### What needs to be done
Recast the rows below as a Markdown table with two columns, n for the row number and Line for the line itself, leaving out any blank lines.

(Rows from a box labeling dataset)

::::::

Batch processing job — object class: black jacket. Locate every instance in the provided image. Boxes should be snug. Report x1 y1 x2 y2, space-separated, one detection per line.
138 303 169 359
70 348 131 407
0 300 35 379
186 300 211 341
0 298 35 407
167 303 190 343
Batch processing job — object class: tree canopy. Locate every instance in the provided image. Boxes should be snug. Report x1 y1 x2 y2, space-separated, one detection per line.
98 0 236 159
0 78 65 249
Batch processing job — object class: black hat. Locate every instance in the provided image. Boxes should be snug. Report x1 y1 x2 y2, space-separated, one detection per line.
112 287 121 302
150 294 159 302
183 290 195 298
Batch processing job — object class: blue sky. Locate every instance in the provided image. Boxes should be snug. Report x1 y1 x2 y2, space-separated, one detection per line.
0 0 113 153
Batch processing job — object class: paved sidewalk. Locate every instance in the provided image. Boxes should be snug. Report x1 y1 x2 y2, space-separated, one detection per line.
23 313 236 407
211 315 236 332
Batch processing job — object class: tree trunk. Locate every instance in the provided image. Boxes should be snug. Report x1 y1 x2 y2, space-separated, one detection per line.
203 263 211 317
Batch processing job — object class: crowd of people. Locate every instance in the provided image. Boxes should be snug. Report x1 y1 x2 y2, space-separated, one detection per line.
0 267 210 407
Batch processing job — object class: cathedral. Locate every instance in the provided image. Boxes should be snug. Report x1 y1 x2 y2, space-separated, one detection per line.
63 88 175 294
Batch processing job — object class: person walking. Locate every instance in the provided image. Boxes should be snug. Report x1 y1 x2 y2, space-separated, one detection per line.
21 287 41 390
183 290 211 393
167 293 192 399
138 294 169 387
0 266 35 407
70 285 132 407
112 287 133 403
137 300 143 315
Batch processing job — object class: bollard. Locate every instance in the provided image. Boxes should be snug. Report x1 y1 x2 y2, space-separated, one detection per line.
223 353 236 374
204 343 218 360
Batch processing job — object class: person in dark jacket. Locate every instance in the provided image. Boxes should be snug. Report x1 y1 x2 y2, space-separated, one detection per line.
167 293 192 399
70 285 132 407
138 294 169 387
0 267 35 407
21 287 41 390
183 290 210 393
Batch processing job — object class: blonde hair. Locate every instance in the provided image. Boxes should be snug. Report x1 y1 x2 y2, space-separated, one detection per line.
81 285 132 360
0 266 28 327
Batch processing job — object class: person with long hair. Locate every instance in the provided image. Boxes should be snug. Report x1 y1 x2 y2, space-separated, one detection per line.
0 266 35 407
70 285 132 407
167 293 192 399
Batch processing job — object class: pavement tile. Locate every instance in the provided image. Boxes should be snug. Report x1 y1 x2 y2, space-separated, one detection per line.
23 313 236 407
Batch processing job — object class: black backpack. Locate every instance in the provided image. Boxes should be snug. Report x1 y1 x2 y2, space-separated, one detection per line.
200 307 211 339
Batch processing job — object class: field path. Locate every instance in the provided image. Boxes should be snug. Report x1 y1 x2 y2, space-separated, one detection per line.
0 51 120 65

::::::

### Response to this exercise
| n | Line |
|---|---|
| 1 | Batch processing job — object class: black jacket. Locate every instance in the provided image. Boxes should be snug. Report x1 y1 x2 y2, space-separated, one detection per line. |
| 2 | 138 303 169 359 |
| 3 | 70 348 131 407 |
| 4 | 0 300 35 379 |
| 5 | 186 300 211 341 |
| 6 | 0 298 35 407 |
| 7 | 167 303 190 343 |
| 8 | Batch processing job — object class: tree canopy. Locate every instance in the provided image. Boxes should be snug. Report x1 y1 x2 y2, space-separated, one detection per line. |
| 9 | 98 0 236 159 |
| 10 | 0 78 65 249 |
| 11 | Batch processing job — object class: black hat. Locate every instance in the provided image. Boxes should be snug. Report x1 y1 x2 y2, space-separated, one detection per line. |
| 12 | 112 287 121 302 |
| 13 | 150 294 159 302 |
| 14 | 183 290 195 298 |
| 15 | Batch processing job — object class: blue sky. Locate every instance in the provided image. Boxes should be snug. Report x1 y1 x2 y2, space-separated, one detection per line. |
| 16 | 0 0 113 153 |
| 17 | Batch processing job — object class: paved sidewalk. Locate every instance in the provided image. Boxes should be snug. Report x1 y1 x2 y2, space-separated, one detection per line. |
| 18 | 23 313 236 407 |
| 19 | 211 315 236 332 |
| 20 | Batch processing job — object class: tree trunk. Locate every instance in the provided image. Boxes should be snug. Report x1 y1 x2 y2, space-separated, one detection per line. |
| 21 | 203 263 211 317 |
| 22 | Batch processing job — object class: crowd of people. Locate every instance in the provided image. Boxes should be snug. Report x1 y1 x2 y2, space-separated, one detection per line. |
| 23 | 0 267 210 407 |
| 24 | Batch processing job — object class: cathedral. Locate every instance in the provided image. Boxes should be snug. Report x1 y1 x2 y2, space-separated, one detection per line. |
| 25 | 63 88 175 294 |
| 26 | Batch processing job — object class: person walking. Locate every instance in the provided image. Boxes should be snug. Report x1 y1 x2 y2, space-separated, one detection per line. |
| 27 | 21 287 41 390 |
| 28 | 183 290 211 393 |
| 29 | 167 293 192 399 |
| 30 | 138 294 169 387 |
| 31 | 0 266 35 407 |
| 32 | 70 285 132 407 |
| 33 | 112 287 133 403 |
| 34 | 137 300 143 315 |
| 35 | Batch processing job — object class: bollard. Locate every instance in the provided image. Boxes should be snug. Report x1 y1 x2 y2, space-separated, one detection per line. |
| 36 | 223 353 236 374 |
| 37 | 204 343 218 360 |
| 38 | Batch processing job — object class: person in dark jacket. Locate every instance in the provided image. Boxes should be snug. Report x1 y1 x2 y2, space-separated, one detection per line. |
| 39 | 167 293 192 399 |
| 40 | 70 285 132 407 |
| 41 | 138 294 169 387 |
| 42 | 0 267 35 407 |
| 43 | 21 287 41 390 |
| 44 | 183 290 210 393 |
| 45 | Batch processing job — object class: blonde hair. Locate every instance in the provided image. Boxes should be snug. Report x1 y1 x2 y2, space-separated, one detection per line. |
| 46 | 81 285 132 360 |
| 47 | 0 266 28 327 |
| 48 | Batch processing job — object class: person with long hair. Locate every instance in the provided image. Boxes should be snug. Report x1 y1 x2 y2, space-separated, one detection per line. |
| 49 | 0 266 35 407 |
| 50 | 70 285 132 407 |
| 51 | 167 293 192 399 |
| 52 | Batch processing job — object class: pavement tile. Locate every instance in the provided image. Boxes should be snug. Report x1 y1 x2 y2, space-separated, one detection per line. |
| 53 | 23 313 236 407 |
| 54 | Batch processing job — object class: black backpack. Locate every instance in the provided image. Boxes should be snug. Report x1 y1 x2 y2, space-separated, one detection per line. |
| 55 | 200 307 211 339 |
| 56 | Batch processing job — object class: field path. Locate every instance in the provided image. Boxes should be snug. Report x1 y1 x2 y2, space-separated, one detection per line. |
| 57 | 0 51 120 65 |